■ **Source records**:
****************

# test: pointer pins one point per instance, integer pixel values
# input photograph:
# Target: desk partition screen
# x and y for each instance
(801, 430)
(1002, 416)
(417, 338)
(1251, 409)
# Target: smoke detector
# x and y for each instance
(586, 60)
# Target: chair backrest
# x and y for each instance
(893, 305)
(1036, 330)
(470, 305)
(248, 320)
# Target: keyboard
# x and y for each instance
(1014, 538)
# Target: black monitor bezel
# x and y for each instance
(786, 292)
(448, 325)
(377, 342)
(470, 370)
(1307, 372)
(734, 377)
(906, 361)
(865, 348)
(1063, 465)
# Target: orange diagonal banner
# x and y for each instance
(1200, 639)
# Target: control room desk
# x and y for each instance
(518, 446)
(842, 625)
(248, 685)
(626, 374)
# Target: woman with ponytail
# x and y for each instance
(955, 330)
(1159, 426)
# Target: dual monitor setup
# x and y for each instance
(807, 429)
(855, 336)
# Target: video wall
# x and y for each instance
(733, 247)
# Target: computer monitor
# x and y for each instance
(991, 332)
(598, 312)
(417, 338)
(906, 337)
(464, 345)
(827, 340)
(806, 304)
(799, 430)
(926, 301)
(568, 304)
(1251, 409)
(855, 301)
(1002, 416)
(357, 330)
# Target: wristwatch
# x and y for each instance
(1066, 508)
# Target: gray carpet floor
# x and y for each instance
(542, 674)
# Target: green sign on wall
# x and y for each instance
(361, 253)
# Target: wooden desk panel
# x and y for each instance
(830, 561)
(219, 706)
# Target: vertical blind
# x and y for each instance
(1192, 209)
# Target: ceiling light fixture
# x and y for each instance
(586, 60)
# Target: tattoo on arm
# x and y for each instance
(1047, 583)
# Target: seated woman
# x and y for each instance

****************

With nothing left out, copy every record exactly.

# test: pointer pins one point per instance, integer pixel values
# input photograph:
# Target: desk partition screen
# x and y for each instance
(801, 430)
(1002, 416)
(417, 338)
(1251, 409)
# Target: smoke detector
# x and y for each instance
(586, 60)
# Target: chair backrest
# x and y for each instance
(893, 305)
(1036, 330)
(470, 305)
(248, 320)
# Target: keyboard
# x and y for each instance
(1014, 538)
# Target: black monitor bezel
# x and y for each instance
(786, 292)
(448, 325)
(377, 342)
(470, 370)
(1307, 372)
(734, 377)
(906, 361)
(865, 348)
(1063, 465)
# Target: orange diagonal banner
# x and y for each instance
(1200, 639)
# Target: control room desk
# x and y for each instance
(518, 446)
(842, 625)
(248, 685)
(626, 374)
# Target: woman with ponytail
# x and y for each instance
(955, 330)
(1159, 426)
# Target: dual monitor setup
# x and y for each instance
(807, 429)
(855, 336)
# Target: video wall
# x and y for each instance
(733, 247)
# Target: computer monitor
# x and y for each instance
(991, 332)
(598, 312)
(417, 338)
(906, 337)
(464, 345)
(827, 340)
(806, 304)
(799, 430)
(926, 301)
(568, 304)
(1251, 409)
(855, 301)
(1002, 416)
(357, 330)
# Target: wristwatch
# x and y for each instance
(1066, 508)
# Target: gray carpet floor
# x and y for each instance
(542, 674)
# Target: green sign on wall
# x and y for each instance
(361, 253)
# Target: wooden desk panel
# x and y for each instance
(830, 561)
(219, 706)
# Target: vertical blind
# x and y for each instance
(1192, 209)
# Target: ceiling light fixture
# x and y for each instance
(586, 60)
# Target: tattoo on arm
# x and y for each instance
(1047, 583)
# Target: seated woman
# x and y for each instance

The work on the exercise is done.